Exercise set:
a. In the text about reading Tolstoy to mom, in what year was the loaning library that mom used established?
b. Please translate this sentence from the text about reading Tolstoy to mom into Spanish: "Every month we'd return our books and if we wanted, add a note to indicate whether we would like something similar, or different."

Before reading “Alyosha the Pot” to mom, I’d gone through the twenty-three page Afterthought and underlined things to talk about, including these:

The story makes a beautiful case for cheerful obedience. The story makes a beautiful case for the argument that making a beautiful case for cheerful obedience is a gift to tyrants. Which is it?

Personally, I’d like to see him sit up in bed and chew out his father and apologize to Ustinya and call for the priest to marry them right then and there, in front of the merchant and that whole crappy, demanding family.

It was a day when mom, as our Scottish rels say, was “switched on.” 

What does it take to “switch us on” to a good story? 

From his years of writing, reading and teaching, George Saunders suggests the highest aspiration of a good story is to move you, create an incremental change in the state of your mind, make you feel more alive. And keep you wondering “into the white spaces afterward.” 

Afterward I emailed my siblings:

Today I read mom “Alyosha the Pot” by Tolstoy and picked out the key points in George’s analysis to discuss with mom. She was incredible, again.  There is much controversy about the story’s ending. She said she didn’t think it was a fair way to end the story and wished Alyosha got to be accepted by his dad, but understood why Tolstoy had done this: cut-and-dried and it would not have shocked us, kept us wondering or been believable. Post story there was lots to talk about too. Like did she read Russian stories at school? Did G&G read to them? Margie, if you get a chance ask Ellen if we had to pay for the postage for the books we got from the Regina public library. I think it was free…That led to postage costs today which set mom back for a shock. 

Mom didn’t have to pay postage for the books she got for us from Regina, something she started doing when we were young because our one-room country school didn’t have a library nor was there one in “town.” Every month we’d return our books and if we wanted, add a note to indicate whether we would like something similar, or different. It was the best gift she gave me. 

A excerpt from one of Spice’s daily Alexa Drop-in sessions with Maxine

Navigation

Bakes, Roger. “Public Libraries.” The Encyclopedia of Saskatchewan. According to Roger, the loaning library mom used was established in 1953, when I was four years old.

Dataset content:
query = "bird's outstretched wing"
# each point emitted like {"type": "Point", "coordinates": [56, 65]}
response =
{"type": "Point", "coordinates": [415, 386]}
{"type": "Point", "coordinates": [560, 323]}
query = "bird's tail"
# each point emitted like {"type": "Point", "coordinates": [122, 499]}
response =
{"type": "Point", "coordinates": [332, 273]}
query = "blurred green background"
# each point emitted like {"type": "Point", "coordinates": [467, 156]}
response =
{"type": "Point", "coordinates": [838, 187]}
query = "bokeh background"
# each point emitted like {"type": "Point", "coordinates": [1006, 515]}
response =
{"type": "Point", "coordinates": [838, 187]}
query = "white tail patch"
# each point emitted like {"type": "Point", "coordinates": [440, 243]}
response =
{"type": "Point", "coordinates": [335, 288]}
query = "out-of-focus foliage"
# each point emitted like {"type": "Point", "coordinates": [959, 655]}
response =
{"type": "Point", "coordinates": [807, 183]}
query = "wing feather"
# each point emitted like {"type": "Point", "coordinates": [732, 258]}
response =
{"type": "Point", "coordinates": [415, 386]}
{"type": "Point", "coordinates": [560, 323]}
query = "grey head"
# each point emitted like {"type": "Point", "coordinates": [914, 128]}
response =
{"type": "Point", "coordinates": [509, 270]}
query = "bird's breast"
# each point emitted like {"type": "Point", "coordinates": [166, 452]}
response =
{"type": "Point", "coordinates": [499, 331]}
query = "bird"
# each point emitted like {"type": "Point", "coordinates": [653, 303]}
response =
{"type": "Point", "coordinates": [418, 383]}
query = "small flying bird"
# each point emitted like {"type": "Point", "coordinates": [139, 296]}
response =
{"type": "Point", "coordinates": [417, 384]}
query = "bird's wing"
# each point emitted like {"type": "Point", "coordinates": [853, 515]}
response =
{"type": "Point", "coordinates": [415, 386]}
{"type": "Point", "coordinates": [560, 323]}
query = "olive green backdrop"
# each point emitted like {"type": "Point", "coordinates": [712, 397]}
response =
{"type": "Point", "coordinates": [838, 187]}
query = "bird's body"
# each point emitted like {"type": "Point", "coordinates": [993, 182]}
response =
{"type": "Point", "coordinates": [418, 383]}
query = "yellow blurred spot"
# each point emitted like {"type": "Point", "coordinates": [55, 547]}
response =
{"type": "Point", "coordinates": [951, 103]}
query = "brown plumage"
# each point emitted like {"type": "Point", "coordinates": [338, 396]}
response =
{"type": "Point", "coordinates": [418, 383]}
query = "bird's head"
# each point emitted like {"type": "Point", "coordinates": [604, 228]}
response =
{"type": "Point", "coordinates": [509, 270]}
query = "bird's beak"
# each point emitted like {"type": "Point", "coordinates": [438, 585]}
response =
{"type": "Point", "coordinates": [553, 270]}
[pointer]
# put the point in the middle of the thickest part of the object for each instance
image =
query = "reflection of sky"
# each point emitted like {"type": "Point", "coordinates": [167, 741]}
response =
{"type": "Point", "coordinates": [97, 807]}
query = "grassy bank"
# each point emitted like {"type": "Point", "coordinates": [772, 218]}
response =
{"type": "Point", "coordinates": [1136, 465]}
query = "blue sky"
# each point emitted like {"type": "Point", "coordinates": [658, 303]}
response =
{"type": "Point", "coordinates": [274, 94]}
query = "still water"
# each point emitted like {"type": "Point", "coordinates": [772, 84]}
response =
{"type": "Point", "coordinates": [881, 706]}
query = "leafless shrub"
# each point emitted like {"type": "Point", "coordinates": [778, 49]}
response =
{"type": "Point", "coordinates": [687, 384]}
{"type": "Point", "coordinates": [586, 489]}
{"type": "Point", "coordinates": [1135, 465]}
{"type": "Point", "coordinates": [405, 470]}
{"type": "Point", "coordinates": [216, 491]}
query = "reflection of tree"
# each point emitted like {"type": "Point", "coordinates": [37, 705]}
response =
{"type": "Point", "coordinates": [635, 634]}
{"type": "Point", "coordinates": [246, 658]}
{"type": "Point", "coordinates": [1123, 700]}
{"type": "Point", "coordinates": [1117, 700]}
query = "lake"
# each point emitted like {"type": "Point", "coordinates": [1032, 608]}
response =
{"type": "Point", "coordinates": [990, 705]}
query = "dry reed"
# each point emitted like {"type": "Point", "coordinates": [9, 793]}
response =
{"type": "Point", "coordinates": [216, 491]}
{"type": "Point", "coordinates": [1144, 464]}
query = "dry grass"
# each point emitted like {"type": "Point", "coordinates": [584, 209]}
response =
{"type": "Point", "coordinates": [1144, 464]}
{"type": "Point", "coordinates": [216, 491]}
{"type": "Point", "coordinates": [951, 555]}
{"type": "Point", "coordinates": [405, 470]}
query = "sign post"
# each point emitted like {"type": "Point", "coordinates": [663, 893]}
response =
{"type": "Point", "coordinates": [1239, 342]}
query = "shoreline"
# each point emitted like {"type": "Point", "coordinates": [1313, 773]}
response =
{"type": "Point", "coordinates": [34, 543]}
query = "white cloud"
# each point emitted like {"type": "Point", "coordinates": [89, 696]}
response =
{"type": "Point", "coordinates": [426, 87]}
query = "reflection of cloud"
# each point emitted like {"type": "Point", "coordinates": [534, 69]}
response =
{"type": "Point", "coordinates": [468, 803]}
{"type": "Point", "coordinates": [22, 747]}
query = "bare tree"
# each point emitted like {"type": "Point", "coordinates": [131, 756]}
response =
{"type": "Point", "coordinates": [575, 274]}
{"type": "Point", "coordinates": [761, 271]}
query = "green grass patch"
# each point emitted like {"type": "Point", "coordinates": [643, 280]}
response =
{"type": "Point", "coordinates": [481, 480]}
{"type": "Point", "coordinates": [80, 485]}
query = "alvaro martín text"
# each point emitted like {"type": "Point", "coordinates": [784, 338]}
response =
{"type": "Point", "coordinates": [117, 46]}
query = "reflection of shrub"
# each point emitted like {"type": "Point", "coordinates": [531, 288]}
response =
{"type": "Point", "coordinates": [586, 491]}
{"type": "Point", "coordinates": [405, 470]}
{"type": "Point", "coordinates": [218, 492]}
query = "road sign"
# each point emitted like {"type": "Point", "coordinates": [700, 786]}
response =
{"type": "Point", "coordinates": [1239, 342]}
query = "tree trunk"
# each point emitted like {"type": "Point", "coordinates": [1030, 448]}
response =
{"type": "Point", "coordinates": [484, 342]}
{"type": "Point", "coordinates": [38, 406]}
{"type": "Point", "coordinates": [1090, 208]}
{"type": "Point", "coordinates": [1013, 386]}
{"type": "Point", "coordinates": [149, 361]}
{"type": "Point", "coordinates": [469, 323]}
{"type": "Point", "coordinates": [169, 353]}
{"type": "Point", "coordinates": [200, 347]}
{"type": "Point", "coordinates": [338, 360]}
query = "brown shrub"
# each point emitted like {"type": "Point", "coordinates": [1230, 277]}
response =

Response list:
a. 1953

b. Cada mes devolvíamos nuestros libros y, si queríamos, añadíamos una nota para indicar si nos gustaría algo parecido o diferente.